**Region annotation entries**

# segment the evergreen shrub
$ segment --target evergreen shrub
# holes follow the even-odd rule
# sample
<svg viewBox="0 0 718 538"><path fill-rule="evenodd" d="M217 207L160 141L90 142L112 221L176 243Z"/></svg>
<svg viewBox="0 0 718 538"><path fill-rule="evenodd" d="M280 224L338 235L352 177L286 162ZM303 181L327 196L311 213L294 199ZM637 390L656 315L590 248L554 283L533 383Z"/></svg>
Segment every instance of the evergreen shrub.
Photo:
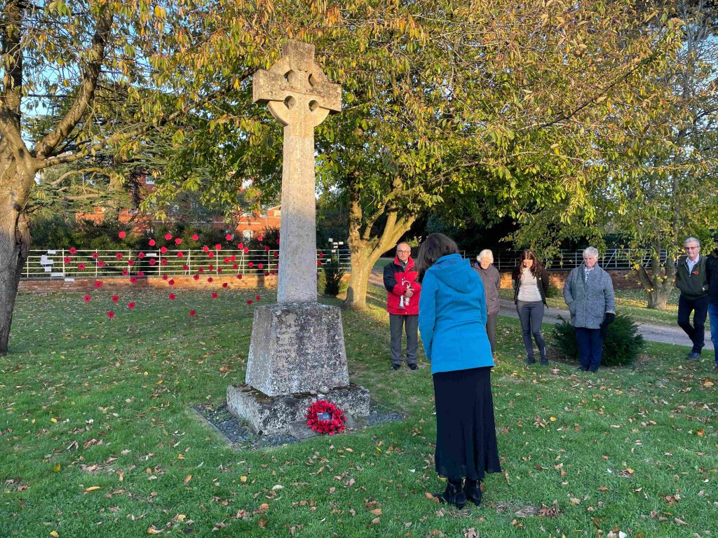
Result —
<svg viewBox="0 0 718 538"><path fill-rule="evenodd" d="M571 324L561 320L554 326L554 338L556 345L567 358L579 362L579 346L576 332ZM615 321L608 326L603 340L602 366L628 366L632 364L645 346L638 326L629 316L617 314Z"/></svg>

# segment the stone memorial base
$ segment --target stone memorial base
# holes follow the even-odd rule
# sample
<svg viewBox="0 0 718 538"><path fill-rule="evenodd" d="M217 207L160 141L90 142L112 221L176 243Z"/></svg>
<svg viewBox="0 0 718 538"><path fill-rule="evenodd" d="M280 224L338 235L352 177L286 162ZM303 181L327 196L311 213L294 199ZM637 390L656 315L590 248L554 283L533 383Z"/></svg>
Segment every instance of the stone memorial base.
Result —
<svg viewBox="0 0 718 538"><path fill-rule="evenodd" d="M293 423L307 422L307 410L317 400L329 400L353 417L369 415L369 391L353 383L326 394L281 396L267 396L246 384L227 387L227 410L262 435L290 433Z"/></svg>
<svg viewBox="0 0 718 538"><path fill-rule="evenodd" d="M246 383L228 387L228 410L258 433L289 433L317 400L355 417L369 414L369 391L349 382L341 311L317 303L257 306Z"/></svg>

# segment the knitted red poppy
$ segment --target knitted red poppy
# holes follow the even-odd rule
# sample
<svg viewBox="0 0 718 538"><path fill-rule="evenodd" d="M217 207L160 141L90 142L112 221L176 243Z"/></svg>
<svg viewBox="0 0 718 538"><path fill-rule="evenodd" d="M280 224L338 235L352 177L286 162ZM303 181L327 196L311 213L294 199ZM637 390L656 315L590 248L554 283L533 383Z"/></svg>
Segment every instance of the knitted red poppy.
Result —
<svg viewBox="0 0 718 538"><path fill-rule="evenodd" d="M320 420L317 415L320 413L329 413L331 418L328 420ZM345 425L347 417L344 415L344 412L326 400L317 400L307 410L307 425L322 435L328 433L330 435L333 435L335 433L344 431L346 429Z"/></svg>

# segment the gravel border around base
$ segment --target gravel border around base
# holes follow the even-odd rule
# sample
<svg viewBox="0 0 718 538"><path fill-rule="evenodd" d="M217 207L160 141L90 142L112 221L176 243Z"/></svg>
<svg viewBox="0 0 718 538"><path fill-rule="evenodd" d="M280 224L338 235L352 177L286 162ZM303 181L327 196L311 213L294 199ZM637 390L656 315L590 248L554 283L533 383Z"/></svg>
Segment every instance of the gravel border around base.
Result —
<svg viewBox="0 0 718 538"><path fill-rule="evenodd" d="M356 428L347 430L347 433L385 423L404 420L408 417L407 415L393 411L374 402L371 402L370 405L369 416L355 419ZM300 440L294 435L288 434L257 435L239 419L230 414L227 410L226 404L223 404L216 408L209 404L200 404L193 405L192 408L237 450L257 450L283 446L299 443Z"/></svg>

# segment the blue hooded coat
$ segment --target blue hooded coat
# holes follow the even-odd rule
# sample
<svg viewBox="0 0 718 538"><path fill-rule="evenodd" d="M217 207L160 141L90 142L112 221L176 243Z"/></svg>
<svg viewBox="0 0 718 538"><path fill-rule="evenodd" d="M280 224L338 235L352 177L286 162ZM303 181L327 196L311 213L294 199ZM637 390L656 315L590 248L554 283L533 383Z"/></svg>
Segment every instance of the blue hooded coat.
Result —
<svg viewBox="0 0 718 538"><path fill-rule="evenodd" d="M419 330L432 373L493 366L481 278L458 254L439 258L424 275Z"/></svg>

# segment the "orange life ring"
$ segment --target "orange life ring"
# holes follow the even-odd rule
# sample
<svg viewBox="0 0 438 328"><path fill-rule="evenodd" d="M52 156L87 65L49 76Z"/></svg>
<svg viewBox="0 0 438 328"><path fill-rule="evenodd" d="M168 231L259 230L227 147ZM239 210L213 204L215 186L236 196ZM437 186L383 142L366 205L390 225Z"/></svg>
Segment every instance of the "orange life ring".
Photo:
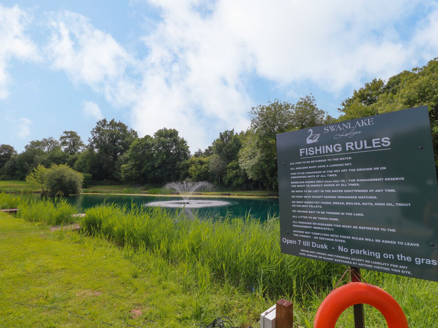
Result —
<svg viewBox="0 0 438 328"><path fill-rule="evenodd" d="M392 296L374 285L350 283L329 293L319 306L314 328L335 328L339 316L355 304L374 307L385 317L388 328L408 328L406 316Z"/></svg>

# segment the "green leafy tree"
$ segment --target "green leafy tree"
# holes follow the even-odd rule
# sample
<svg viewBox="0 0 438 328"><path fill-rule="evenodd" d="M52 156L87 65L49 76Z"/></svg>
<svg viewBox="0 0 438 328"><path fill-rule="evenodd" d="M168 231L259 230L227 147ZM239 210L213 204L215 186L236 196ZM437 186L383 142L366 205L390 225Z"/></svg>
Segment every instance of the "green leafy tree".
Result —
<svg viewBox="0 0 438 328"><path fill-rule="evenodd" d="M46 183L51 195L79 194L82 190L83 177L64 164L53 165L46 173Z"/></svg>
<svg viewBox="0 0 438 328"><path fill-rule="evenodd" d="M180 176L179 163L188 159L190 152L187 142L174 129L162 129L154 133L154 172L152 182L173 181Z"/></svg>
<svg viewBox="0 0 438 328"><path fill-rule="evenodd" d="M353 91L353 95L343 101L342 108L338 108L340 112L345 112L345 110L355 102L357 102L365 106L369 106L374 104L381 94L385 92L385 81L381 79L374 78L369 83L357 90Z"/></svg>
<svg viewBox="0 0 438 328"><path fill-rule="evenodd" d="M91 133L88 147L98 154L96 158L101 166L99 174L89 173L96 179L120 179L116 167L119 157L138 138L137 132L120 121L104 119L97 122Z"/></svg>
<svg viewBox="0 0 438 328"><path fill-rule="evenodd" d="M155 140L150 136L135 140L126 153L127 163L120 166L120 174L125 182L145 184L155 178Z"/></svg>
<svg viewBox="0 0 438 328"><path fill-rule="evenodd" d="M16 155L17 151L10 145L2 143L0 145L0 169L4 166L13 155Z"/></svg>
<svg viewBox="0 0 438 328"><path fill-rule="evenodd" d="M384 81L374 79L341 104L339 121L427 105L438 165L438 58Z"/></svg>
<svg viewBox="0 0 438 328"><path fill-rule="evenodd" d="M187 161L188 173L194 181L209 181L210 173L208 157L192 157Z"/></svg>
<svg viewBox="0 0 438 328"><path fill-rule="evenodd" d="M220 156L228 164L237 159L242 140L239 134L234 133L234 129L226 130L219 133L219 137L213 142L212 147L213 153Z"/></svg>
<svg viewBox="0 0 438 328"><path fill-rule="evenodd" d="M34 140L25 146L25 149L35 149L44 153L49 153L55 149L60 149L59 142L53 137L44 138L41 140Z"/></svg>
<svg viewBox="0 0 438 328"><path fill-rule="evenodd" d="M300 98L295 104L292 120L292 125L299 129L326 124L334 119L317 107L315 98L311 94Z"/></svg>
<svg viewBox="0 0 438 328"><path fill-rule="evenodd" d="M44 188L46 188L47 180L46 174L47 169L41 165L38 165L34 168L33 172L31 172L26 177L26 181L32 185L33 187L41 189L42 193L44 193Z"/></svg>
<svg viewBox="0 0 438 328"><path fill-rule="evenodd" d="M226 166L223 182L233 190L246 189L254 186L254 181L251 181L248 175L239 165L239 162L234 161Z"/></svg>
<svg viewBox="0 0 438 328"><path fill-rule="evenodd" d="M84 146L81 137L74 131L64 131L59 141L63 150L70 155L78 153Z"/></svg>
<svg viewBox="0 0 438 328"><path fill-rule="evenodd" d="M89 173L98 181L107 178L107 172L111 167L111 163L92 149L82 152L74 163L75 170L82 173Z"/></svg>
<svg viewBox="0 0 438 328"><path fill-rule="evenodd" d="M208 158L208 171L215 177L215 182L220 185L221 177L225 173L226 162L217 154L214 154Z"/></svg>
<svg viewBox="0 0 438 328"><path fill-rule="evenodd" d="M248 177L256 181L260 189L275 188L278 184L275 144L264 142L254 131L247 133L239 152L239 164Z"/></svg>
<svg viewBox="0 0 438 328"><path fill-rule="evenodd" d="M115 163L137 138L137 132L120 121L117 122L113 119L108 122L103 119L91 131L88 146Z"/></svg>

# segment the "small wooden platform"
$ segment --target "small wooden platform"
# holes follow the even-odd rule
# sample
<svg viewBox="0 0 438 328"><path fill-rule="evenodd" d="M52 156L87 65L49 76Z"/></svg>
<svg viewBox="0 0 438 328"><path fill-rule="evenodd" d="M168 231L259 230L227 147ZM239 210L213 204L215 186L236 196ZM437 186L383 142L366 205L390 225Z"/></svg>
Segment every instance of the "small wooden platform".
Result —
<svg viewBox="0 0 438 328"><path fill-rule="evenodd" d="M11 214L13 213L16 213L17 211L18 210L18 208L14 209L0 209L0 212L4 212L6 213L10 213Z"/></svg>
<svg viewBox="0 0 438 328"><path fill-rule="evenodd" d="M73 217L85 217L85 213L78 213L77 214L72 214Z"/></svg>
<svg viewBox="0 0 438 328"><path fill-rule="evenodd" d="M79 230L80 229L81 229L81 226L78 223L72 223L70 224L64 224L63 226L60 225L50 227L50 230L52 231L56 231L61 230Z"/></svg>

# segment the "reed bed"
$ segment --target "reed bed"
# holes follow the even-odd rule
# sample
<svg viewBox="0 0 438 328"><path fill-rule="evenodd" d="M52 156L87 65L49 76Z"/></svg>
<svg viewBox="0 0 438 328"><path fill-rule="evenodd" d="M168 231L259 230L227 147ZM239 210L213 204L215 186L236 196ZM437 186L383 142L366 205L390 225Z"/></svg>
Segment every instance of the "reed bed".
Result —
<svg viewBox="0 0 438 328"><path fill-rule="evenodd" d="M42 222L49 225L57 225L77 221L72 215L77 213L75 206L65 199L47 199L42 200L21 200L17 213L18 217L31 222Z"/></svg>
<svg viewBox="0 0 438 328"><path fill-rule="evenodd" d="M0 209L18 207L22 202L21 199L11 194L0 192Z"/></svg>
<svg viewBox="0 0 438 328"><path fill-rule="evenodd" d="M134 205L131 210L101 205L86 211L81 225L88 234L121 246L147 249L170 262L184 264L198 277L226 283L261 294L307 295L326 290L342 271L340 266L281 254L279 220L251 218L188 219L155 207ZM309 291L312 291L309 293Z"/></svg>

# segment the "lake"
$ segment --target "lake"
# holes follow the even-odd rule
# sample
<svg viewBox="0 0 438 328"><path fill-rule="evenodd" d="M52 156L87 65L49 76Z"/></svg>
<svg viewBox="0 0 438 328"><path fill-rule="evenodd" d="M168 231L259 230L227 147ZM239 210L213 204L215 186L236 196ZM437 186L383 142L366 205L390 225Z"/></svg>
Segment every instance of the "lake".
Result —
<svg viewBox="0 0 438 328"><path fill-rule="evenodd" d="M42 199L39 194L21 194L20 195L27 199L40 200ZM163 196L145 196L142 195L86 194L64 197L69 202L75 205L78 209L86 209L95 205L106 203L115 203L120 205L126 205L130 208L133 203L147 206L148 203L166 201L182 200L180 197L165 197ZM268 215L278 215L279 202L278 198L233 198L228 197L194 197L191 200L219 200L226 201L229 204L219 206L202 207L199 209L186 209L186 212L197 212L201 217L207 216L225 216L227 214L236 216L243 216L249 212L257 218L264 220ZM170 209L175 210L175 209Z"/></svg>

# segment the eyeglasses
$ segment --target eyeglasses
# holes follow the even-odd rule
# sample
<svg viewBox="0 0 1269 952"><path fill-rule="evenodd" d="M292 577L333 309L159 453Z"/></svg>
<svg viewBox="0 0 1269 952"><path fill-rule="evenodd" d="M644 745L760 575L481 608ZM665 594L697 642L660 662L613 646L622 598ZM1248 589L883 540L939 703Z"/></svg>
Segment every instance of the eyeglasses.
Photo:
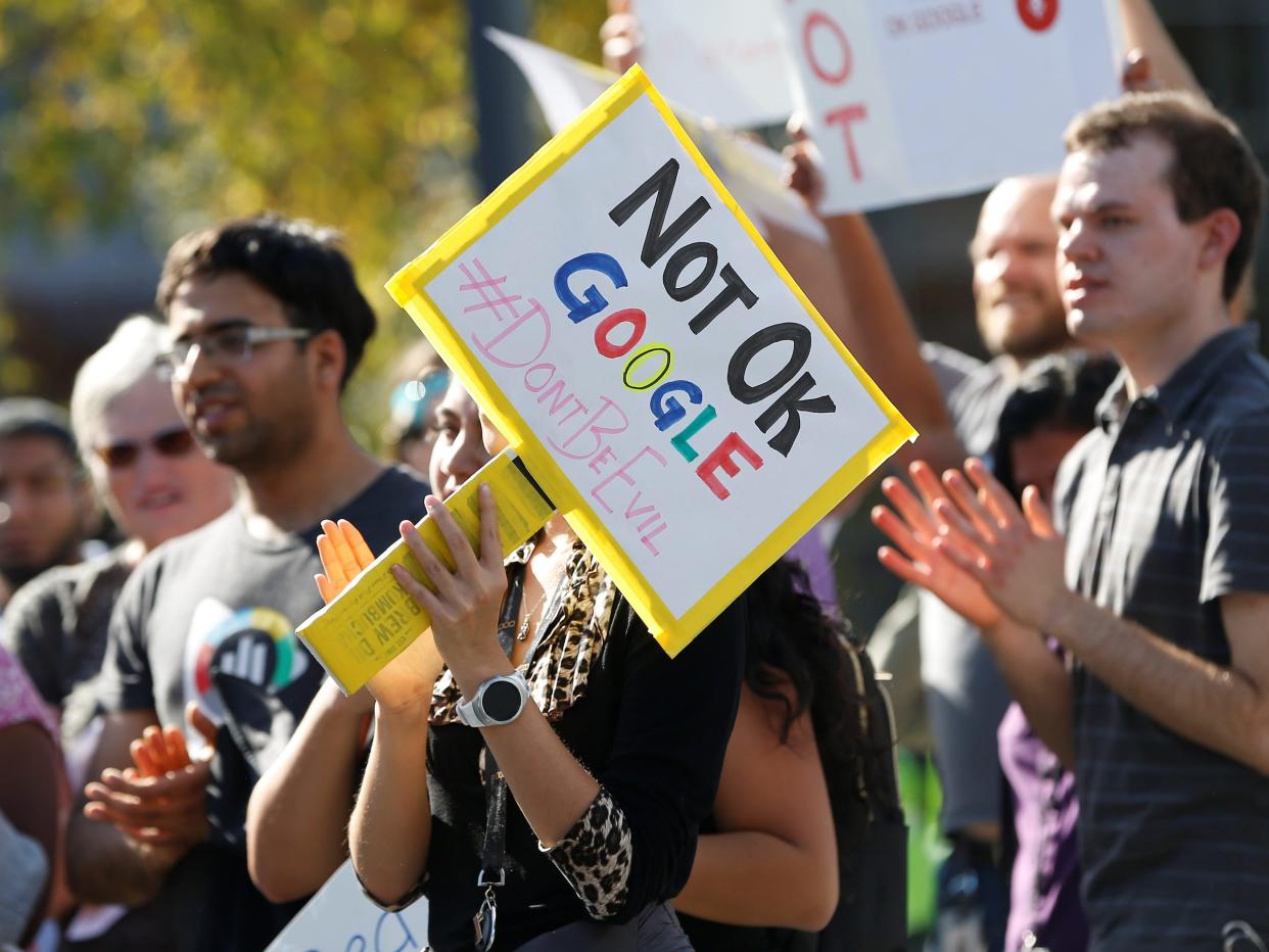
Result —
<svg viewBox="0 0 1269 952"><path fill-rule="evenodd" d="M251 359L260 344L274 340L308 340L313 333L305 327L256 327L251 324L222 324L206 334L179 338L155 360L169 378L189 366L189 357L198 348L204 357L221 364L240 364Z"/></svg>
<svg viewBox="0 0 1269 952"><path fill-rule="evenodd" d="M175 458L184 456L194 448L194 437L189 430L181 426L179 429L156 433L150 437L150 439L140 443L121 440L119 443L112 443L108 447L98 447L93 452L96 453L98 458L103 463L105 463L107 468L123 470L132 466L137 461L137 457L141 456L142 448L146 446L152 447L159 456Z"/></svg>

**Request**
Format the records from the start through the line containing "420L317 415L320 413L329" as a two-column CSV with the headers instruction and outline, one row per record. Put the record's text and its answer each in one quoted field, turn line breaks into spaces, and leave out the pictures.

**Written answer**
instruction,outline
"# segment the evergreen shrub $ segment --target evergreen shrub # holes follow the even-odd rule # sample <svg viewBox=""0 0 718 538""><path fill-rule=""evenodd"" d=""M217 207L160 141L90 142L112 221L176 243Z""/></svg> <svg viewBox=""0 0 718 538""><path fill-rule=""evenodd"" d=""M280 224L338 235L352 177L286 162ZM303 181L327 196L311 213L294 199ZM637 390L656 315L590 248L554 283L533 383Z""/></svg> Segment every instance of the evergreen shrub. Photo: Result —","<svg viewBox=""0 0 718 538""><path fill-rule=""evenodd"" d=""M571 324L561 320L554 326L554 338L556 345L567 358L579 362L579 346L576 332ZM615 321L608 326L603 340L602 366L628 366L632 364L645 346L638 326L629 316L617 314Z""/></svg>"
"# segment the stone memorial base $ segment --target stone memorial base # holes follow the even-odd rule # sample <svg viewBox=""0 0 718 538""><path fill-rule=""evenodd"" d=""M217 207L160 141L90 142L112 221L176 243Z""/></svg> <svg viewBox=""0 0 718 538""><path fill-rule=""evenodd"" d=""M280 224L338 235L352 177L286 162ZM303 181L327 196L311 213L294 199ZM637 390L656 315L590 248L554 283L533 383Z""/></svg> Segment every instance of the stone memorial base. Result —","<svg viewBox=""0 0 718 538""><path fill-rule=""evenodd"" d=""M293 423L307 422L307 410L317 400L329 400L353 417L369 415L369 391L353 383L326 394L281 396L267 396L246 384L227 387L227 410L262 435L290 433Z""/></svg> <svg viewBox=""0 0 718 538""><path fill-rule=""evenodd"" d=""M246 383L228 387L228 410L258 433L289 433L317 400L355 417L369 414L369 391L349 382L341 311L317 303L257 306Z""/></svg>"
"# segment the knitted red poppy $ segment --target knitted red poppy # holes follow the even-odd rule # sample <svg viewBox=""0 0 718 538""><path fill-rule=""evenodd"" d=""M217 207L160 141L90 142L112 221L176 243Z""/></svg> <svg viewBox=""0 0 718 538""><path fill-rule=""evenodd"" d=""M280 224L338 235L352 177L286 162ZM303 181L327 196L311 213L294 199ZM637 390L656 315L590 248L554 283L533 383Z""/></svg> Segment every instance of the knitted red poppy. Result —","<svg viewBox=""0 0 718 538""><path fill-rule=""evenodd"" d=""M320 420L317 415L320 413L329 413L331 418L328 420ZM345 425L347 417L344 415L344 412L326 400L317 400L307 410L307 425L322 435L328 433L330 435L333 435L335 433L344 431L346 429Z""/></svg>"